The problem:
Render the lines below as a JSON list of strings, with one string per line and blank lines omitted.

Task material:
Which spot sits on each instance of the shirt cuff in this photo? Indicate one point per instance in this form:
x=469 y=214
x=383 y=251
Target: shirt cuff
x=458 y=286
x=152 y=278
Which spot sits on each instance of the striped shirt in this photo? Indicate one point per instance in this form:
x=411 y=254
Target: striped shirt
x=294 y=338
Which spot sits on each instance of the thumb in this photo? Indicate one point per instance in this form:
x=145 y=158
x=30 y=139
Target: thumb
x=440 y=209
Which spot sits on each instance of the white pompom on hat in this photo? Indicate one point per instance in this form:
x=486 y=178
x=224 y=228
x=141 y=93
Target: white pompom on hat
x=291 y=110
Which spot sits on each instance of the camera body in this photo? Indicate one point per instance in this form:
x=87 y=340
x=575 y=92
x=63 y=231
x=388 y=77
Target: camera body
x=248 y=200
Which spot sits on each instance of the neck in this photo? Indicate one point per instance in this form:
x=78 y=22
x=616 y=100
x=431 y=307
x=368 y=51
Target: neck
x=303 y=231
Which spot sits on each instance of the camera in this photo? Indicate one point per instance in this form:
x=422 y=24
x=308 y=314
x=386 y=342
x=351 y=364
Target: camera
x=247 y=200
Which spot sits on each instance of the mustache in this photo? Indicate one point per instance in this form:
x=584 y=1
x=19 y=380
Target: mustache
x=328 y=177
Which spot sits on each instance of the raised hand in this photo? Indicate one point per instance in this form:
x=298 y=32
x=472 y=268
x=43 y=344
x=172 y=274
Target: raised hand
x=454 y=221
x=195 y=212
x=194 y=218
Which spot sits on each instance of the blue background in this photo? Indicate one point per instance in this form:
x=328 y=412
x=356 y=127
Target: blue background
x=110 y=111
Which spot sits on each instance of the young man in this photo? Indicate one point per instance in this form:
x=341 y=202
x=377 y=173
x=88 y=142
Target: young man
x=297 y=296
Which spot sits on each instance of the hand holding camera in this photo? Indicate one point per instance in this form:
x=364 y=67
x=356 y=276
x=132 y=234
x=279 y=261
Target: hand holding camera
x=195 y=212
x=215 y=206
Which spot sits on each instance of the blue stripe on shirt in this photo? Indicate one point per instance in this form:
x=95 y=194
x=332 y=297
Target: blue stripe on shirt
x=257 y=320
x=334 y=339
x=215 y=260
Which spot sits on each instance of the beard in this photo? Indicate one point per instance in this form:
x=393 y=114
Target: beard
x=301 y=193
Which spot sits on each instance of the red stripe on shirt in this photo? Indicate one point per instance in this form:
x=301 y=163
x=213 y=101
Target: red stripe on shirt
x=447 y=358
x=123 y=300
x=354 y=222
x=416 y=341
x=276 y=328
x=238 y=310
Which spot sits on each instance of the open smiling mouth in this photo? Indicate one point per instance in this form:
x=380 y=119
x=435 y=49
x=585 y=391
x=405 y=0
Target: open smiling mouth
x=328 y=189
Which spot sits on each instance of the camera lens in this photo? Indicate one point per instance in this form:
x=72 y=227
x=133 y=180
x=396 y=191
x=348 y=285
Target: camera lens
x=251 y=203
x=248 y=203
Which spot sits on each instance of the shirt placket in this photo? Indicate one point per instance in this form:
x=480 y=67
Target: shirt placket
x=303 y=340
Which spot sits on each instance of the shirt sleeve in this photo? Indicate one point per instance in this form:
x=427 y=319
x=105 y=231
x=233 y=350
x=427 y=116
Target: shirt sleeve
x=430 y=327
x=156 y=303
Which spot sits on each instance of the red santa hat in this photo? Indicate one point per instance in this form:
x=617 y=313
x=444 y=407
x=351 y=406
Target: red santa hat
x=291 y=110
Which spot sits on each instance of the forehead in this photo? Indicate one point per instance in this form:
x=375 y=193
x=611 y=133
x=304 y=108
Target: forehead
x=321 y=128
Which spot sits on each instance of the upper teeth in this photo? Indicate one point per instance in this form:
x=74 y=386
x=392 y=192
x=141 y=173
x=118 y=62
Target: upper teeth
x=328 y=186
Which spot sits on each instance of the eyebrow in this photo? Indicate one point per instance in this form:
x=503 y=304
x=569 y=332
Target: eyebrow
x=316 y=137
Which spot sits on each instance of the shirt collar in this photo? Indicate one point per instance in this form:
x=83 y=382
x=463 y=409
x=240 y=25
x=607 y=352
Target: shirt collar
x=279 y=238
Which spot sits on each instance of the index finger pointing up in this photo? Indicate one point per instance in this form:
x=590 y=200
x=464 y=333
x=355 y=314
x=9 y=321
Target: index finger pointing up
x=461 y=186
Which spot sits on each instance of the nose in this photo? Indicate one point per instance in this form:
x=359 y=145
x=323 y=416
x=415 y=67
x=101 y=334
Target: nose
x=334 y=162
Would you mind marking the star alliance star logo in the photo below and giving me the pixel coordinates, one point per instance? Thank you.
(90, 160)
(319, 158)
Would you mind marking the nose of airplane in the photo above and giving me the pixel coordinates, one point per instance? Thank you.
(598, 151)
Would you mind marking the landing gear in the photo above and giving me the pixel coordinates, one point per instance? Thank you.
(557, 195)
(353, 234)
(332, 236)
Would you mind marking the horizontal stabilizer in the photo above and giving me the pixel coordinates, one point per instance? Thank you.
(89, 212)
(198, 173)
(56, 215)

Written solution:
[
  "Which spot sits on each instance of the shirt cuff in this photo? Indicate one point per instance in this form:",
  "x=469 y=214",
  "x=383 y=251",
  "Target: shirt cuff",
  "x=458 y=286",
  "x=152 y=278",
  "Which spot sits on each instance of the striped shirt in this photo? Indicate one point per instance in this form:",
  "x=411 y=254",
  "Target: striped shirt",
  "x=294 y=338",
  "Which spot sits on each instance of the thumb in this photo? Indicate one point per instance in this form:",
  "x=145 y=158",
  "x=30 y=139",
  "Target: thumb",
  "x=440 y=209",
  "Which spot sits on each instance of the white pompom on hat in this photo? Indicate one point per instance in this form:",
  "x=486 y=178",
  "x=224 y=228",
  "x=141 y=93",
  "Target: white pompom on hat",
  "x=291 y=110",
  "Which spot sits on each instance of the camera body in this photo? Indicate one point per instance in this form:",
  "x=87 y=340",
  "x=575 y=92",
  "x=63 y=231",
  "x=388 y=77",
  "Target: camera body",
  "x=248 y=200",
  "Which spot sits on each instance of the neck in this photo? Indicate one point per instance in this form:",
  "x=78 y=22",
  "x=616 y=100",
  "x=431 y=307",
  "x=368 y=51",
  "Target: neck",
  "x=303 y=231",
  "Which spot sits on each instance of the camera in this photo? Indicate one point per instance in this form:",
  "x=422 y=24",
  "x=308 y=314",
  "x=386 y=342",
  "x=351 y=364",
  "Target: camera",
  "x=247 y=200",
  "Which spot sits on each instance of the mustache in this photo? Indicate one point per instance in this form:",
  "x=584 y=1",
  "x=19 y=380",
  "Target: mustache",
  "x=328 y=177",
  "Which spot sits on each instance of the raised hand in this photo? Indicate one point per instance in this form:",
  "x=298 y=32",
  "x=472 y=268",
  "x=43 y=344",
  "x=172 y=274",
  "Target: raised hand",
  "x=454 y=221",
  "x=195 y=212",
  "x=194 y=218",
  "Which spot sits on each instance of the blue background in this photo? Indicate one point per instance in this form:",
  "x=328 y=412",
  "x=356 y=127",
  "Target: blue background",
  "x=110 y=111",
  "Which spot sits on each instance of the young man in this photo? Indicate one point per instance in this form:",
  "x=341 y=202",
  "x=377 y=173",
  "x=88 y=142",
  "Target: young man",
  "x=297 y=296",
  "Which spot sits on each instance of the hand holding camera in this photo? Indicate one point per instance in this form:",
  "x=364 y=67",
  "x=356 y=276",
  "x=132 y=234",
  "x=279 y=261",
  "Target: hand holding camera",
  "x=195 y=212",
  "x=215 y=206",
  "Which spot sits on each instance of the blue stripe on shirt in this photo? Indicate one point per instance in this form:",
  "x=95 y=194",
  "x=332 y=297",
  "Target: blue stripe on shirt",
  "x=257 y=320",
  "x=334 y=339",
  "x=215 y=260",
  "Which spot sits on each instance of the beard in this photo? Indicate one point per instance in this form:",
  "x=393 y=114",
  "Target: beard",
  "x=301 y=193",
  "Which spot sits on each instance of the red stripe on shirt in this photo? Indicate one point per instance in this form:",
  "x=301 y=163",
  "x=213 y=101",
  "Target: red stripe on shirt",
  "x=447 y=358",
  "x=123 y=300",
  "x=354 y=222",
  "x=416 y=341",
  "x=276 y=328",
  "x=238 y=310",
  "Which spot sits on each instance of the open smiling mouth in this photo? Indicate one point per instance in this form:",
  "x=380 y=119",
  "x=435 y=49",
  "x=585 y=391",
  "x=405 y=0",
  "Target: open smiling mouth",
  "x=328 y=189",
  "Which spot sits on each instance of the camera lens in this photo? Indicate one point per instance in this form:",
  "x=72 y=227",
  "x=133 y=180",
  "x=396 y=191",
  "x=348 y=285",
  "Target: camera lens",
  "x=251 y=203",
  "x=248 y=203",
  "Which spot sits on each instance of the shirt placket in this photo? Indicate one point per instance in this form:",
  "x=480 y=67",
  "Target: shirt placket",
  "x=303 y=340",
  "Which spot sits on each instance of the shirt sleeve in this photo? Indicate one point per instance in this form:",
  "x=427 y=319",
  "x=105 y=231",
  "x=233 y=350",
  "x=427 y=116",
  "Target: shirt sleeve",
  "x=430 y=327",
  "x=156 y=303",
  "Which spot sits on each instance of the red santa hat in this photo? Indicate one point per instance in this form:",
  "x=617 y=313",
  "x=444 y=407",
  "x=351 y=406",
  "Target: red santa hat",
  "x=291 y=110",
  "Which spot sits on each instance of the forehead in this photo? Indicate one point per instance in this form:",
  "x=375 y=193",
  "x=611 y=133",
  "x=304 y=108",
  "Target: forehead",
  "x=321 y=128",
  "Which spot sits on each instance of the upper teeth in this photo? Indicate one point per instance in this form:",
  "x=74 y=386",
  "x=392 y=192",
  "x=141 y=173",
  "x=118 y=62",
  "Target: upper teeth",
  "x=328 y=186",
  "Which spot sits on each instance of the eyebrow in this photo? Indicate one point per instance in this form:",
  "x=503 y=304",
  "x=569 y=332",
  "Target: eyebrow",
  "x=316 y=137",
  "Which spot sits on each instance of the shirt collar in this photo? Indicate one point per instance in this form:",
  "x=83 y=382",
  "x=463 y=409",
  "x=240 y=25",
  "x=607 y=352",
  "Target: shirt collar",
  "x=279 y=238",
  "Which spot sits on each instance of the index finger pointing up in this photo? Indicate one point per instance in this form:",
  "x=590 y=200",
  "x=464 y=333",
  "x=355 y=314",
  "x=9 y=321",
  "Target: index finger pointing up",
  "x=461 y=186",
  "Which spot sits on each instance of the nose in this photo? Indicate one point per instance in this form:",
  "x=359 y=145",
  "x=323 y=416",
  "x=415 y=67",
  "x=101 y=334",
  "Target: nose",
  "x=334 y=162",
  "Would you mind marking the star alliance star logo in the photo below and giving me the pixel coordinates, one point per instance? Thank you.",
  "(90, 160)",
  "(319, 158)",
  "Would you mind marking the nose of airplane in the photo above and giving me the pixel coordinates, one point per instance? Thank you.",
  "(598, 151)",
  "Would you mind marking the landing gear in the photo above and giving me the pixel coordinates, one point per instance? Thank you.",
  "(557, 195)",
  "(353, 234)",
  "(332, 236)",
  "Would you mind marking the horizontal stabilizer in the photo above and giving me the pixel coordinates, one point per instance? Thank you.",
  "(89, 212)",
  "(198, 173)",
  "(56, 215)"
]